- **Task directions**: Put each line of the entries below into a numbered list, omitting any blank lines.

- **Data provided**:
= = = = = = =

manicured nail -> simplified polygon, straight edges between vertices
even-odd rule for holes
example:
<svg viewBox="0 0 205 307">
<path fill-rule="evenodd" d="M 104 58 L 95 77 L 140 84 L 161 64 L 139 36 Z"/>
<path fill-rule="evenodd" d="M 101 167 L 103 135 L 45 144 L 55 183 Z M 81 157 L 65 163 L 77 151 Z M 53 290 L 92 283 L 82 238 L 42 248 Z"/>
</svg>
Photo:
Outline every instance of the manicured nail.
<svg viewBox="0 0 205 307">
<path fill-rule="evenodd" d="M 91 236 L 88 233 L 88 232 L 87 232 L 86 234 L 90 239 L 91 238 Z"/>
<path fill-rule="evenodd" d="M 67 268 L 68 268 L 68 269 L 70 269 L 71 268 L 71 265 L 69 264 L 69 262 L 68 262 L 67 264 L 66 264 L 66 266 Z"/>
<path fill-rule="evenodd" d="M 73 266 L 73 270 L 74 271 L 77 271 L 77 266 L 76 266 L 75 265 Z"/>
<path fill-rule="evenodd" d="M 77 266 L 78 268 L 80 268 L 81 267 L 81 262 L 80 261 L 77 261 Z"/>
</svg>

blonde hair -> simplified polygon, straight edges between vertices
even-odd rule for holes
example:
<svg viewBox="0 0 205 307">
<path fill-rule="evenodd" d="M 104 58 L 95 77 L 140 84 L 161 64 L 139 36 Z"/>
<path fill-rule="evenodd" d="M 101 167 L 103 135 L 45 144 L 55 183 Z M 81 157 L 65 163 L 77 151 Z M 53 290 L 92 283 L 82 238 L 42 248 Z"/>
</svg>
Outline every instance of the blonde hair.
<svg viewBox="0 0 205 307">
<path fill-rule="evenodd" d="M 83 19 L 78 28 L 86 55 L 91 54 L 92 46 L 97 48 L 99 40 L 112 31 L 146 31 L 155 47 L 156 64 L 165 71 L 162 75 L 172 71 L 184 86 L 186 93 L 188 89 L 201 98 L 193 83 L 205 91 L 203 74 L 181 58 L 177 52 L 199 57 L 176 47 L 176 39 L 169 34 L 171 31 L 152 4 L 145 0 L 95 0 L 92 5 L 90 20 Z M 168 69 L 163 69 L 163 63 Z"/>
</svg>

= = = = = = =

- **Solved exercise**:
1. manicured nail -> simplified polygon, straight edges between vertices
2. even-odd rule for holes
3. example:
4. <svg viewBox="0 0 205 307">
5. <path fill-rule="evenodd" d="M 104 58 L 95 77 L 140 84 L 161 64 L 139 36 Z"/>
6. <path fill-rule="evenodd" d="M 101 167 L 103 135 L 45 144 L 55 183 Z M 81 157 L 65 163 L 77 151 Z M 53 290 L 92 283 L 82 238 L 42 248 Z"/>
7. </svg>
8. Photo:
9. Outline every instance of the manicured nail.
10. <svg viewBox="0 0 205 307">
11. <path fill-rule="evenodd" d="M 91 236 L 88 233 L 88 232 L 87 232 L 86 234 L 90 239 L 91 238 Z"/>
12. <path fill-rule="evenodd" d="M 67 268 L 68 268 L 68 269 L 70 269 L 71 268 L 71 265 L 69 264 L 69 262 L 68 262 L 67 264 L 66 264 L 66 266 Z"/>
13. <path fill-rule="evenodd" d="M 73 266 L 73 270 L 74 271 L 77 271 L 77 266 L 76 266 L 75 265 Z"/>
14. <path fill-rule="evenodd" d="M 77 266 L 78 268 L 80 268 L 81 267 L 81 262 L 80 261 L 77 261 Z"/>
15. </svg>
16. blonde hair -> simplified polygon, straight edges between vertices
17. even-odd rule for holes
18. example:
19. <svg viewBox="0 0 205 307">
20. <path fill-rule="evenodd" d="M 104 58 L 95 77 L 140 84 L 161 64 L 139 36 Z"/>
21. <path fill-rule="evenodd" d="M 101 167 L 103 135 L 45 144 L 55 183 Z M 81 157 L 65 163 L 77 151 Z M 53 290 L 92 283 L 82 238 L 42 248 Z"/>
22. </svg>
23. Outline every instance of the blonde hair.
24. <svg viewBox="0 0 205 307">
25. <path fill-rule="evenodd" d="M 83 19 L 78 28 L 86 55 L 91 54 L 92 46 L 97 48 L 99 40 L 112 31 L 146 31 L 155 47 L 156 64 L 165 71 L 162 75 L 172 71 L 184 86 L 186 93 L 188 89 L 201 98 L 193 83 L 205 91 L 203 74 L 181 58 L 177 52 L 199 57 L 176 47 L 176 39 L 169 34 L 171 31 L 152 4 L 145 0 L 95 0 L 92 5 L 90 20 Z M 168 69 L 163 69 L 163 63 Z"/>
26. </svg>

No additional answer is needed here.